→ **Excerpted passage**
◇ ◇ ◇ ◇
Mean median mode calculator for grouped data

Mean, median and mode

Mean, median, mode are the measures of central tendency. They are also known as averages. Averages are the measures which condense a huge set of numerical data into a single numerical value which is representative of the entire data.

They give us an idea about the concentration of the values in the central part of data. In brief, average of a statistical data is the value of the variable which is representative of the entire population.

Two data sets are not comparable because of the unsystematic variation generally present in the data sets, but constants make it possible to compare the data sets easily.

Averages are very much useful for :

  • describing the distribution in concise manner.
◇ ◇ ◇ ◇
→ **List of tasks**
1. Retype everything from "Mean median mode" down to "the entire data." in the passage on mean, median and mode.
2. According to the passage on mean, median and mode, what else are these measures of central tendency called?
3. Give what follows in the passage on mean, median and mode, picking up after its last line.

→ **Data**
◇ ◇ ◇ ◇
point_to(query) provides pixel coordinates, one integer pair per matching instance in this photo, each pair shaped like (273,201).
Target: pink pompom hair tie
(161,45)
◇ ◇ ◇ ◇
→ **Answers to the exercises**
1.
Mean median mode calculator for grouped data

Mean, median and mode

Mean, median, mode are the measures of central tendency. They are also known as averages. Averages are the measures which condense a huge set of numerical data into a single numerical value which is representative of the entire data.

2. Averages.

3.
  • comparative study of different distributions.
  • computing various other statistical measures such as dispersion (variation), skewness (lack of symmetry) and so on.

Mean, Median and Mode for grouped data

Let $(x_i,f_i), i=1,2, \cdots , n$ be given frequency distribution.

Sample mean

The mean of $X$ is denoted by $\overline{x}$ and is given by

$$\overline{x} =\dfrac{1}{N}\sum_{i=1}^{n}f_ix_i$$

In case of continuous frequency distribution, $x_i$'s are the mid-values of the respective classes.

Steps for the calculation of Mean

Step 1: Calculate the total frequency $N$.

Step 2: Calculate mid-value for each class as $x=\dfrac{\text{Lower Boundry}+\text{Upper Boundry}}{2}$.

Step 3: Calculate $f*x$.

Step 4: Find the mean using above formula.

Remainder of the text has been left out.